_Provided text_
Nevertheless, there are benefits to these rules. As members of Congress repeatedly recognized, “[i]n most rape or molestation cases, it is the word of the defendant against the word of the victim. If the defendant has committed similar acts in the past, the claims of the victim are more likely to be considered truthful if there is substantiation of other assaults.” 140 Cong. Rec. H5437-03, *H5439 (daily ed. June 29, 1994) (statement of Rep. Kyl). This case, with two child victims and no other witnesses, is precisely the type of case for which Fed. R. Evid. 414 was designed.


As courts, we are left to balance the public’s interest in convicting those charged with sexual abuse crimes, as expressed in these evidentiary rules, with the right of the accused to be convicted only for the crime charged, and not his previous acts. LeMay served his sentence for his previous criminal acts, and he may not be punished again, unless the government can prove that he committed new crimes as well. The best way for district courts to balance these competing interests is to conduct the Rule 403 analysis on the record, carefully considering each of the factors, and others as necessary, identified by this court in Glanzer.


In Glanzer, in contrast to this case, the district court did conduct the Rule 403 analysis on the record. “The district court reiterated the factors used under the Fed. R. Evid. 403 balancing test,” but also considered “the remoteness in time” of the earlier act, the lack of similarity between the two incidents, the lack of a pattern of behavior, and the victim’s reliability. 232 F.3d at 1269. We observed that “it is difficult to imagine a scenario in which a district court could do more than the district court did in this case.” Id.

_Task instructions_
According to the court opinion excerpt above, for which Federal Rule of Evidence is this case, with two child victims and no other witnesses, precisely the type of case it was designed for?

_Dataset content_
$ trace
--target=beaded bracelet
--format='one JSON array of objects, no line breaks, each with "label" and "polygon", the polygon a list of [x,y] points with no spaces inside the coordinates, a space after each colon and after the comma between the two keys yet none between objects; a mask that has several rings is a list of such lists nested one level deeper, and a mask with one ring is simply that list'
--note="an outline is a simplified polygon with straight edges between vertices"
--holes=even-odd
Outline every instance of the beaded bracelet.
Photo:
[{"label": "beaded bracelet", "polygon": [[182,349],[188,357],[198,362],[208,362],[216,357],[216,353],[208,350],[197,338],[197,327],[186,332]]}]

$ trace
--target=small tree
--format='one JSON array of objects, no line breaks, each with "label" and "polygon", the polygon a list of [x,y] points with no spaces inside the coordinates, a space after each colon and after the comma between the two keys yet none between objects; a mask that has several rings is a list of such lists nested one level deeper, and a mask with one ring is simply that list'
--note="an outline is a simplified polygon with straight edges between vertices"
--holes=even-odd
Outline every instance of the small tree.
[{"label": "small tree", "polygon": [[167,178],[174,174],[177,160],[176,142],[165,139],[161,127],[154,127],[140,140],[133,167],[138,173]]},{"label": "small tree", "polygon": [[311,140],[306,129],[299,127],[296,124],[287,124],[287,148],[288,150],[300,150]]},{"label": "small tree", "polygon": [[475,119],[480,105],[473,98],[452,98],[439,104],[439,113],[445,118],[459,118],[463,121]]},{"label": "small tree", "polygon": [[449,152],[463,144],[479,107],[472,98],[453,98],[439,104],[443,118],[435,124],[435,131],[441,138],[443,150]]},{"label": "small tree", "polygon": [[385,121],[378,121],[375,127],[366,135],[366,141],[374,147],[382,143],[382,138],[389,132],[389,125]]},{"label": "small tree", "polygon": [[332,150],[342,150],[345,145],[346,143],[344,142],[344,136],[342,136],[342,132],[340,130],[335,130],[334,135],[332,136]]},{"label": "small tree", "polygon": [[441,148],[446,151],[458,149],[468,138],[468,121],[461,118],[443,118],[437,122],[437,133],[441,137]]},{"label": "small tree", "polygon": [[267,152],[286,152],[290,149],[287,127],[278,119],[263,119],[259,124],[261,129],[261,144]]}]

_Solution for this problem_
Fed. R. Evid. 414